▶ **Directions**
Each entry below is to be given again word for word, with no pictures.

* begin *

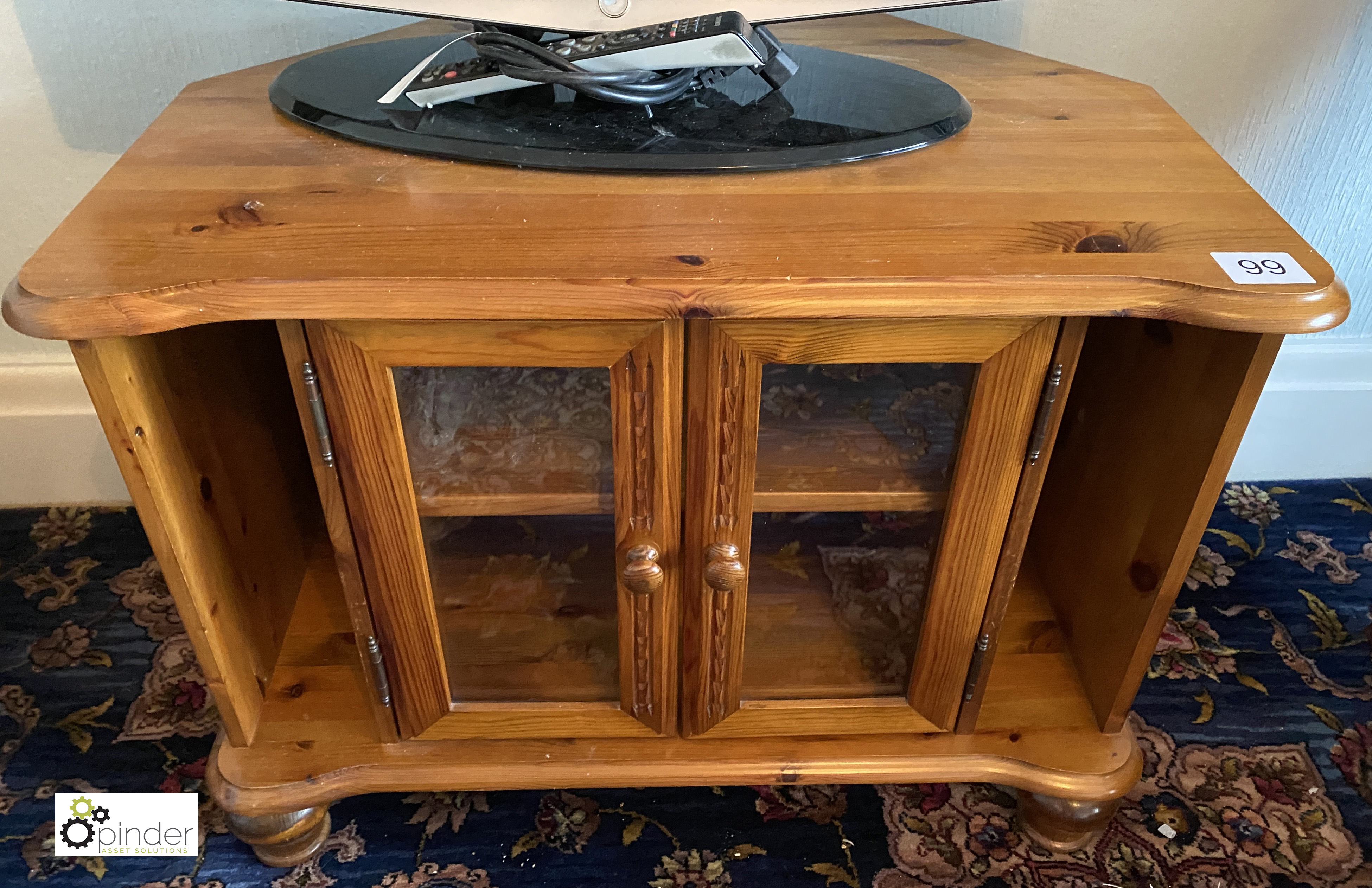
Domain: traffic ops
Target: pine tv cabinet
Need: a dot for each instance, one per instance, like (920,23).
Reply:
(478,478)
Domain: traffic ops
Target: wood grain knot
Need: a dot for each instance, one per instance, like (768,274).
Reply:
(1143,576)
(243,213)
(1102,243)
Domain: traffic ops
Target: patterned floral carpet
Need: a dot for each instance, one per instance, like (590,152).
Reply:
(1255,722)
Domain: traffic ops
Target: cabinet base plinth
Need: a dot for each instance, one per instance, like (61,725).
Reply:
(283,839)
(1064,825)
(276,777)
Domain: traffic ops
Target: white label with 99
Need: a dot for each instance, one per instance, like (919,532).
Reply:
(1263,268)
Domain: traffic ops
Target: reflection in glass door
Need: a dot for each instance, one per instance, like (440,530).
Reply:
(513,477)
(515,496)
(854,479)
(836,598)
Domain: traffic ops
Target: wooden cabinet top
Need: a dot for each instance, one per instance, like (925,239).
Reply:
(1071,193)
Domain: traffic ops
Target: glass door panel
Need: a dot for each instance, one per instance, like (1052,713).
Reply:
(836,599)
(515,496)
(859,427)
(508,436)
(513,474)
(526,606)
(835,603)
(851,515)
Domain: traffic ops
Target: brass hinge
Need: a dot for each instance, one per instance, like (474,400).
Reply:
(321,422)
(1040,423)
(979,654)
(378,667)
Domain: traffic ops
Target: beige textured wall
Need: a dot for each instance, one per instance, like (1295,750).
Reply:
(40,178)
(1281,88)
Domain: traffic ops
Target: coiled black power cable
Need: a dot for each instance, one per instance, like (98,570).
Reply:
(525,59)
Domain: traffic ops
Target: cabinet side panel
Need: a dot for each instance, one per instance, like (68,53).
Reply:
(195,421)
(337,522)
(1021,518)
(1153,422)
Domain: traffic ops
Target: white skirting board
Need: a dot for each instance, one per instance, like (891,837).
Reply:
(1315,416)
(1315,421)
(53,451)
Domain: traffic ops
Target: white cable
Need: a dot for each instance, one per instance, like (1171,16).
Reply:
(394,92)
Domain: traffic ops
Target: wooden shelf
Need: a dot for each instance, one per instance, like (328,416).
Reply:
(316,742)
(850,502)
(604,503)
(516,504)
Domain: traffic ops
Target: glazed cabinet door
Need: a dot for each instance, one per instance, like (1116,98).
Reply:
(515,494)
(850,485)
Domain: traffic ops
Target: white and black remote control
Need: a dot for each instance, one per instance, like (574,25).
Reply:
(718,40)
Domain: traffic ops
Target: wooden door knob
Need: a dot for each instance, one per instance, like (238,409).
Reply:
(723,570)
(643,574)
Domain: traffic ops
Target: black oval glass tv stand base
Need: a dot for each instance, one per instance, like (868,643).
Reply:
(839,108)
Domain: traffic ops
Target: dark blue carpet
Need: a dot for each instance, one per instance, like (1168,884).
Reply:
(1255,724)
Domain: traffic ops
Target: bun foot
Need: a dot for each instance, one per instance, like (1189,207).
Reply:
(283,839)
(1062,825)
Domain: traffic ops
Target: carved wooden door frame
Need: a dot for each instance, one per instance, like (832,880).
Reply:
(723,396)
(645,363)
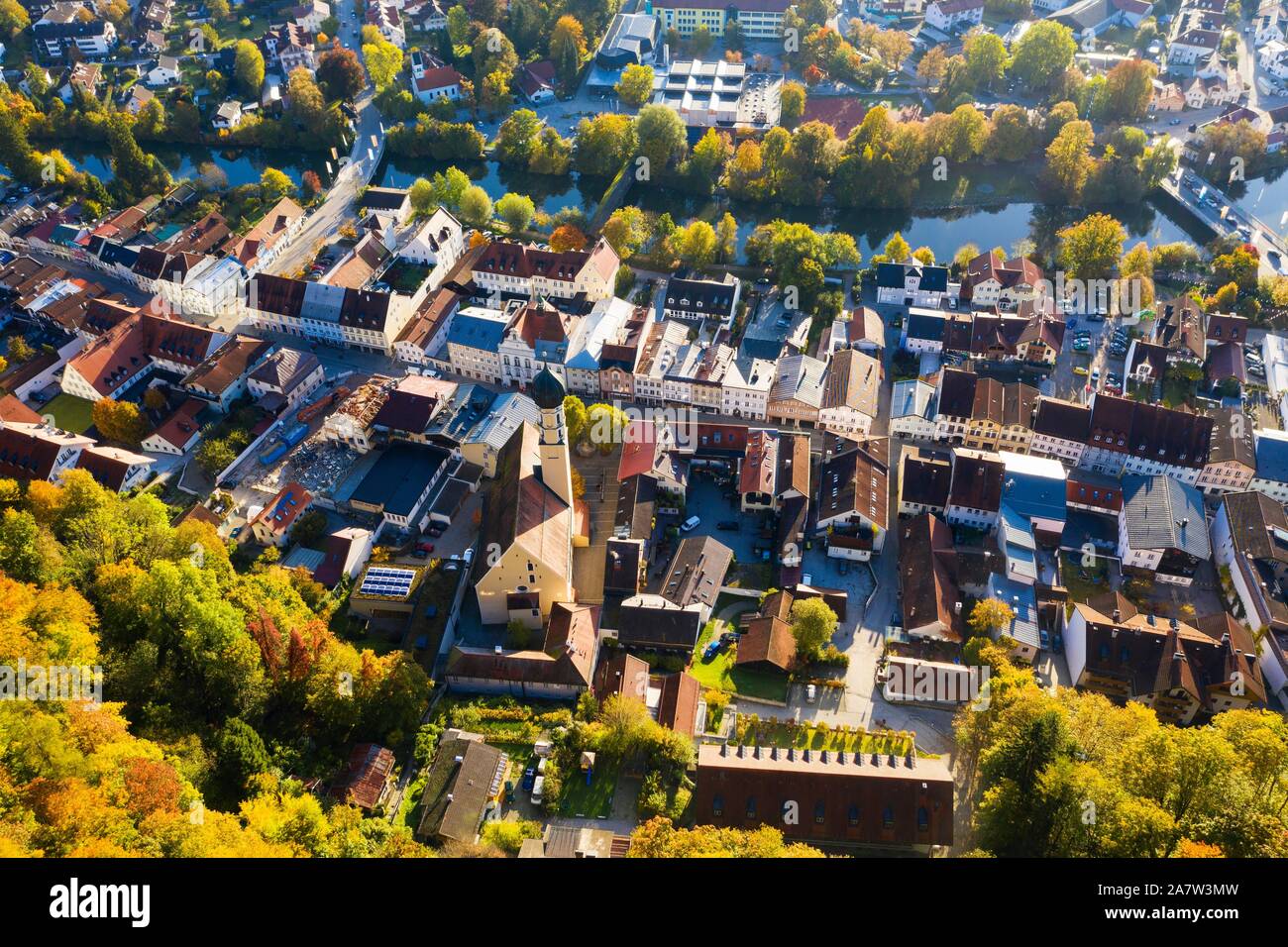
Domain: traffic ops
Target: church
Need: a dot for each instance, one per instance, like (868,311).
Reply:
(524,560)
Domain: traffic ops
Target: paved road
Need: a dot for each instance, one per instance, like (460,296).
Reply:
(364,158)
(1227,215)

* end *

▶ **Output of the exercise**
Domain: traffic ops
Target: pine tv cabinet
Need: a dot for each instance, one per instance, like (920,23).
Reply:
(478,478)
Domain: traffic ops
Target: wood grain knot
Need: a dot for each instance, one per instance, like (768,274).
Reply:
(1143,576)
(243,213)
(1102,243)
Domain: traffic ops
Target: patterned floral carpet
Need: a dot for each instance, one per instance, like (590,152).
Reply:
(1255,722)
Domain: traffic ops
Target: cabinet base plinth
Need: a dot for each instance, one per instance, like (61,725).
Reply:
(283,839)
(1064,825)
(276,777)
Domain: traffic ops
Target: white label with 99
Need: a dot for each instance, one per instance, like (919,532).
Reply:
(1263,268)
Domain: traffic ops
Target: reflection in glass door
Need: a dot for each instance, one per instance, like (440,530).
Reply:
(513,477)
(515,496)
(854,479)
(836,598)
Domain: traffic ops
Target: wooden cabinet top
Need: a dot for each instance, one per instance, like (925,239).
Reply:
(1071,193)
Domain: traffic ops
Target: glass door panel
Need: a dot for each instance, one per instance, like (1052,713).
Reply:
(836,599)
(515,496)
(859,427)
(508,436)
(513,474)
(526,606)
(835,603)
(851,515)
Domain: traffic ops
Target: brass hinge
Need: a dot for each instance, one per instance, like (474,400).
Reply:
(321,422)
(1040,423)
(979,654)
(378,667)
Domain: traffic ops
Target: beige textured wall
Need: a dot for each instance, one per instance, like (1295,750).
Reply:
(40,178)
(1281,88)
Domain: traffic ops
Target: coiled black power cable
Need: a dot for each instance, one per instance, like (98,570).
Reply:
(525,59)
Domain: traffic ops
Target: cabinet side panel
Need: a dot for each instance, one per instance, like (68,53).
Reply:
(195,421)
(337,522)
(1021,518)
(1153,422)
Domain: traffic ops
Target: white skirting board
Need: a dot for each instance, one per instance, like (891,837).
Reply:
(1315,416)
(1315,421)
(53,451)
Domain: traffic ops
Target: white cable
Need: a dot for each instance, one per instance, like (1171,16).
Reply:
(394,92)
Domain: traffic ops
Target: wooden shelf
Need: a dot for each instance, one per instance, like (328,416).
Reply:
(316,742)
(850,502)
(604,503)
(516,504)
Domain: traffic ops
Target: glazed cabinet door
Need: a dot for each instance, one per instance, like (1116,98).
Reply:
(515,494)
(850,485)
Domain: traffic ops
Target: white and black remote control
Need: a dot for each instance, one per instance, like (574,25).
Reply:
(718,40)
Domain: traffic ops
Target: wooden door knob
Need: a dot for each instance, one per instance, like (238,409).
Reply:
(723,570)
(643,574)
Domain: traffic ops
Target: black oval glass tv stand base
Need: a dot for each instance, one per instance, like (868,643).
Reply:
(839,108)
Domain: traffic ops
Target: dark blue carpet
Need: a dot for each instance, one per instance, like (1168,884).
Reply:
(1255,724)
Domain: traffic ops
Target: bun foot
Need: a dot for each instance, one per instance, like (1189,207).
Reply:
(283,839)
(1062,825)
Domain: traffic ops
Target: carved wooden door frame
Need: a dot for each instance, one per instance, like (832,880).
Reply:
(723,396)
(645,363)
Domain: traffic ops
Target: church
Need: a dot for each instance, one per instance, like (868,311).
Reply:
(524,560)
Domain: traffic ops
Target: paved road
Need: a dot for each instance, one per instance, like (460,296).
Reply:
(364,158)
(1227,215)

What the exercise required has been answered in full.